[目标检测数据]
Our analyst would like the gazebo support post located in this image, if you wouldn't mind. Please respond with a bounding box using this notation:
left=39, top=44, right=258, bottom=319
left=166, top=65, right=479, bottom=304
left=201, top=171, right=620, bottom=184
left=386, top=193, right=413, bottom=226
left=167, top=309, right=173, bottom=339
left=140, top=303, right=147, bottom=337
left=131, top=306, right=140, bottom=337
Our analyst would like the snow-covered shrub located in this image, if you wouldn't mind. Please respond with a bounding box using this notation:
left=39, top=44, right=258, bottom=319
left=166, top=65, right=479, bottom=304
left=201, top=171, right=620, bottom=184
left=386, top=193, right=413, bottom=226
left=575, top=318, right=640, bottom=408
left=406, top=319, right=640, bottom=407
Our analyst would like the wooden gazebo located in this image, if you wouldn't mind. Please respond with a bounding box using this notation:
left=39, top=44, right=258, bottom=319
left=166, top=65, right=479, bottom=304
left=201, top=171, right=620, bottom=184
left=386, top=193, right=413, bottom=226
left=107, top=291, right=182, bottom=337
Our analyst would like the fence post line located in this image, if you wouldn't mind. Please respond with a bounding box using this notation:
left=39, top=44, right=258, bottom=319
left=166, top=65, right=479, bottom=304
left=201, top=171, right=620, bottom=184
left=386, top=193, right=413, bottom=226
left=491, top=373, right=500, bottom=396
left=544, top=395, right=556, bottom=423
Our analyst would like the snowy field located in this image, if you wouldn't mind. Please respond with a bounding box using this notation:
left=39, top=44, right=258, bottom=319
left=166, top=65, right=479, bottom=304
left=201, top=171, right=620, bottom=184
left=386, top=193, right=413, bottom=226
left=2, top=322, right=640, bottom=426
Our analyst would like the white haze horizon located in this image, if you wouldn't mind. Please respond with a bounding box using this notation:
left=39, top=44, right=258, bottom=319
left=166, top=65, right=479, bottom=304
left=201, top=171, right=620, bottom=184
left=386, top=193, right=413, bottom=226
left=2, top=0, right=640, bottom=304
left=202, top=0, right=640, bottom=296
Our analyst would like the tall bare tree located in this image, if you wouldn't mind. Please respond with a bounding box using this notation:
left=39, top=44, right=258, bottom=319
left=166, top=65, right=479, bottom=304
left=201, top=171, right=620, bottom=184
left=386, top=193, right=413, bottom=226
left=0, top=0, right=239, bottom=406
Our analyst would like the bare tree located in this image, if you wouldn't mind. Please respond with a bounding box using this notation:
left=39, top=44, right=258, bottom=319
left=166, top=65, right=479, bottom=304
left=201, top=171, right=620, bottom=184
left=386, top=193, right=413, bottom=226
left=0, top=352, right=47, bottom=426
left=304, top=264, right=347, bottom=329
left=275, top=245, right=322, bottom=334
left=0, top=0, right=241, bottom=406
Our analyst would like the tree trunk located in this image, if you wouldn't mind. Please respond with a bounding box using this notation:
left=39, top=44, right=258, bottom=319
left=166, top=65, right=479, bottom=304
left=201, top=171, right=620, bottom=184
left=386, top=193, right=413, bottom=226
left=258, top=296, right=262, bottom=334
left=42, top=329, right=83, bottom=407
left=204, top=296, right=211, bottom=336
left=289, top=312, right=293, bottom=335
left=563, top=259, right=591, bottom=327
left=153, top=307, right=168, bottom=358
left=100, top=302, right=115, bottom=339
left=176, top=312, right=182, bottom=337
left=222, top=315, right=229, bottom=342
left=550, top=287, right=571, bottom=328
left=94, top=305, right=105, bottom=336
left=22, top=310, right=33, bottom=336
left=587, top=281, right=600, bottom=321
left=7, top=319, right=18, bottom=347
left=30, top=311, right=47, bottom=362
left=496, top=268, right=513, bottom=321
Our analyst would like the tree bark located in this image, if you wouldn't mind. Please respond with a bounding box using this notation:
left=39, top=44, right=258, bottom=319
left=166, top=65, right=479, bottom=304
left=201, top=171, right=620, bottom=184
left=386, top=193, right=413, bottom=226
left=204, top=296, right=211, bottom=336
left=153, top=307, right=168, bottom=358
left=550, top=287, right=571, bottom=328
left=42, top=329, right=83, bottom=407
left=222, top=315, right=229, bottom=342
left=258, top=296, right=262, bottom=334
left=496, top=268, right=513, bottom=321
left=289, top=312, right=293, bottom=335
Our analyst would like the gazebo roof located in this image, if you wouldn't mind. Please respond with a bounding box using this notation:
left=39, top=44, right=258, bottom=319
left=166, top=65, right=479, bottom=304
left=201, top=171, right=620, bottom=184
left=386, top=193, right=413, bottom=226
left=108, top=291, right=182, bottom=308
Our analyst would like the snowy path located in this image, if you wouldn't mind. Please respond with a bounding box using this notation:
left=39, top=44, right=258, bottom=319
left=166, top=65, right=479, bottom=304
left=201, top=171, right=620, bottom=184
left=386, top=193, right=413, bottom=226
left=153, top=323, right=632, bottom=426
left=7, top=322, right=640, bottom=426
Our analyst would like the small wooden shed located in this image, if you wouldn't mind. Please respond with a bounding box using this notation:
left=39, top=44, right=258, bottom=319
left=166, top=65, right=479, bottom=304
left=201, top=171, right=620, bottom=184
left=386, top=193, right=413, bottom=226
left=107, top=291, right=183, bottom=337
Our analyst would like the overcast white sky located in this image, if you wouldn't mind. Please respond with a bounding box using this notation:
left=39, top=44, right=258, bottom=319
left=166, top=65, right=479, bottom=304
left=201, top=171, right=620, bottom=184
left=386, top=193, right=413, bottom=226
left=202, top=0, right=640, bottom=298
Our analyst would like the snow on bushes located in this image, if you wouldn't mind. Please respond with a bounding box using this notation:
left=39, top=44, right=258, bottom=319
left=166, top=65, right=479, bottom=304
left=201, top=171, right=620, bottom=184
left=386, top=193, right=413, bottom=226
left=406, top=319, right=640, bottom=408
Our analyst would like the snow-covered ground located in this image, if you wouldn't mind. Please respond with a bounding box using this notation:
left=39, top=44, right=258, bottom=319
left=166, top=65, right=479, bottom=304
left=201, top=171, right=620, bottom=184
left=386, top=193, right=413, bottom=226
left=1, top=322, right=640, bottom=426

» 任务目标: 逐字复述上方记录中从含有“Our analyst would like the tall”的那一行到含有“left=0, top=0, right=241, bottom=406”的那一行，首尾两行均包括在内。

» 书面解答:
Our analyst would like the tall bare tree located in this image, if you wouldn't mind. Please respond with a bounding box using this notation:
left=39, top=44, right=258, bottom=319
left=166, top=65, right=479, bottom=304
left=201, top=171, right=620, bottom=184
left=386, top=193, right=413, bottom=226
left=0, top=0, right=239, bottom=406
Our analyst would like the bare tree located in this image, if you wouldn't mind. Please respond with a bounding box using this notation:
left=39, top=44, right=258, bottom=319
left=166, top=65, right=479, bottom=304
left=201, top=171, right=620, bottom=184
left=386, top=193, right=413, bottom=226
left=0, top=352, right=47, bottom=426
left=304, top=264, right=347, bottom=329
left=275, top=245, right=322, bottom=334
left=0, top=0, right=241, bottom=406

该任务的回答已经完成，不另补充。